**List of tasks:**
a - Using the passage on all-terrain vehicles, explain in one to three sentences why injury rates for children and adolescents became alarming soon after ATVs were introduced.
b - According to the passage on all-terrain vehicles, about how many Canadians owned an ATV in 2004?
c - From the passage on all-terrain vehicles, set down the text word for word, starting with "- In 2004, according" and going on through "skills and judgment.".

**Extract provided:**
_ _ _ _ _ _ _

“ATV” is an abbreviation for an all-terrain vehicle, also known as a “three wheeler”, “four wheeler”, “quad” or “quad bike”. ATV is a vehicle that travels on low pressure tires, with a seat that is straddled by the operator, along with handlebars for steering control. As the name implies, it is designed to handle a wider variety of terrain than most other vehicles. In Canada, it is not street legal vehicle. ATVs are intended for use by a single operator, although some companies have developed ATVs intended for use by the operator and one passenger.
Legal Definition of an “All-Terrain Vehicle”
“ATVs are generally defined as three-or four-wheeled motorized vehicles (although newer models may have up to six wheels), with large, low-pressure tires designed for a single operator riding in off-road terrain.” There are also ATVs on the market engineered, designed and manufactured to accommodate a driver and one passenger and the Canadian Institute of Health Information’s (CIHI) definition includes both snowmobiles and other off-road vehicles.
- In 2004, according to the Canadian Safety Council, approximately 850,000 Canadians owned an ATV.
- ATVs are used in Canada as a means of off-road transportation for forestry, farming and recreational purposes.
- Since being introduced in the North American market in the early 1970s, the recreational use of ATVs has grown significantly.
- These vehicles weigh up to 500lbs and can reach speeds of up to 105km (65mph). ATVs for two riders can weight up to 800lbs.
- Operating an ATV safely requires adult skills and judgment.
- Use of ATVs by those under 16 years can result in serious injury and death.
- Increased popularity of ATVs has resulted in increased ATV-related injury rates.
- Riding an ATV is not comparable to riding a bike, motorcycle or driving a car. It requires the ability to shift your weight in a coordinated response to terrain changes.
ATV Injuries in Canada
ATVs were first introduced in the early 1970s and almost immediately realized alarming injury rates for children and adolescents due to crush injuries and failure to wear safety gear such as helmets. In fact, ATVs are equally as dangerous as motorcycles. A Canadian study stated that “associated injury patterns, severity, and costs to the healthcare system” of pediatric injuries associated to ATVs resemble those caused by Motor Vehicles.

_ _ _ _ _ _ _

**Information given:**
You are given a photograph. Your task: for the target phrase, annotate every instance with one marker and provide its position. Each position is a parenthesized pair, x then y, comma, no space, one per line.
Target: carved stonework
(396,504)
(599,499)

_ _ _ _ _ _ _

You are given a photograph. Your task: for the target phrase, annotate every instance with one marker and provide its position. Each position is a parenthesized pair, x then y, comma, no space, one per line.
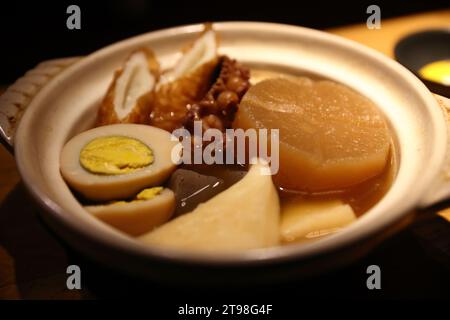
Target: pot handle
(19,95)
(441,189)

_ _ _ _ _ _ _

**Answers for the exercise:**
a - Soon after ATVs were introduced in the early 1970s, injury rates for children and adolescents became alarming because of crush injuries and a failure to wear safety gear such as helmets.

b - About 850,000 Canadians owned an ATV in 2004, according to the Canadian Safety Council.

c -
- In 2004, according to the Canadian Safety Council, approximately 850,000 Canadians owned an ATV.
- ATVs are used in Canada as a means of off-road transportation for forestry, farming and recreational purposes.
- Since being introduced in the North American market in the early 1970s, the recreational use of ATVs has grown significantly.
- These vehicles weigh up to 500lbs and can reach speeds of up to 105km (65mph). ATVs for two riders can weight up to 800lbs.
- Operating an ATV safely requires adult skills and judgment.